** Start Excerpted data **
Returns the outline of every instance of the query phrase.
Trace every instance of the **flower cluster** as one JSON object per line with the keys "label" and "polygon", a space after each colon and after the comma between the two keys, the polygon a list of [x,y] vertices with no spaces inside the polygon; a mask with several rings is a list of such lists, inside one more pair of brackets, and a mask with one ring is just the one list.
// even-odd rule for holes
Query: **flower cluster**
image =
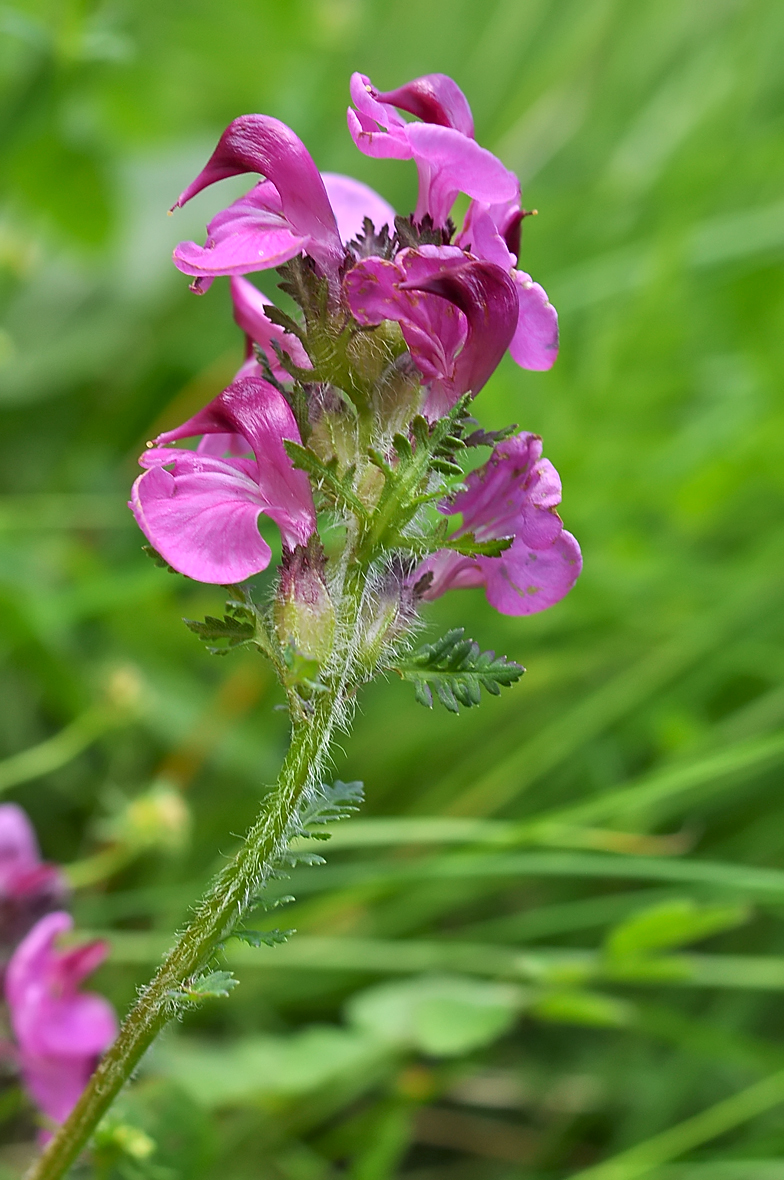
{"label": "flower cluster", "polygon": [[73,925],[61,909],[66,896],[61,871],[40,859],[25,812],[0,806],[0,938],[6,952],[13,949],[5,972],[13,1054],[25,1088],[53,1122],[70,1114],[117,1034],[111,1004],[78,990],[106,957],[106,944],[55,946]]}
{"label": "flower cluster", "polygon": [[[358,181],[320,173],[275,118],[247,114],[227,127],[176,206],[226,177],[261,179],[213,218],[204,245],[182,242],[174,261],[197,293],[230,276],[246,360],[209,406],[149,444],[131,507],[157,553],[201,582],[236,584],[267,568],[262,514],[280,529],[290,571],[286,555],[313,552],[326,510],[351,536],[374,538],[375,549],[355,552],[400,569],[401,592],[414,599],[483,585],[504,614],[542,610],[568,592],[581,558],[556,514],[561,485],[541,440],[507,437],[468,477],[455,454],[465,441],[486,445],[482,432],[478,442],[463,438],[466,405],[507,352],[538,371],[557,354],[556,312],[517,266],[520,182],[476,142],[452,79],[430,74],[384,93],[355,73],[351,97],[357,148],[414,162],[413,215],[396,216]],[[459,194],[469,205],[458,231],[450,214]],[[269,268],[300,320],[243,277]],[[392,529],[391,512],[381,526],[405,455],[425,446],[417,422],[432,435],[445,420],[453,453],[433,452],[418,468],[409,505],[398,505],[404,526]],[[188,438],[195,450],[172,450]],[[433,500],[462,513],[450,536],[427,512]]]}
** End Excerpted data **
▶ [Problem requirements]: Rewrite all the items above, replacing "instance" with "occurrence" and changing nothing else, and leave the pictures out.

▶ [Worked answer]:
Returns the outline of every occurrence of the query phrase.
Trace every occurrence of the **flower cluster** as one JSON object per line with the keys "label" and "polygon", a space after each colon and after the comma between the two keys, the polygon a list of [x,y] vertices with no spaces inside the polygon; a mask with several rings is a list of such lists, inside one more pair of brackets, and a mask with one ring is just the one list.
// even-odd rule for holes
Query: **flower cluster**
image =
{"label": "flower cluster", "polygon": [[73,925],[61,909],[66,896],[61,871],[40,859],[25,812],[0,806],[0,938],[6,952],[13,949],[5,972],[13,1054],[25,1088],[53,1122],[70,1114],[117,1034],[111,1004],[78,990],[106,957],[106,944],[55,946]]}
{"label": "flower cluster", "polygon": [[[358,181],[320,173],[275,118],[247,114],[227,127],[176,206],[226,177],[261,179],[213,218],[204,245],[182,242],[174,261],[197,293],[230,276],[246,360],[209,406],[149,444],[131,507],[157,553],[201,582],[236,584],[267,568],[262,514],[280,529],[290,571],[286,555],[313,552],[326,510],[351,536],[374,538],[375,549],[355,552],[400,569],[401,592],[414,599],[483,585],[504,614],[542,610],[568,592],[581,558],[556,514],[561,485],[541,440],[507,437],[468,477],[455,454],[465,441],[486,445],[482,432],[478,442],[463,438],[466,405],[507,352],[538,371],[557,354],[556,312],[517,266],[520,182],[476,142],[452,79],[430,74],[384,93],[355,73],[351,97],[357,148],[414,162],[413,215],[396,216]],[[459,194],[469,205],[458,231],[450,214]],[[269,268],[300,320],[243,277]],[[392,529],[391,512],[381,526],[405,455],[425,446],[417,422],[432,435],[445,420],[453,453],[433,452],[418,468],[409,505],[398,505],[404,526]],[[188,438],[195,450],[172,450]],[[433,500],[462,513],[450,536],[427,512]]]}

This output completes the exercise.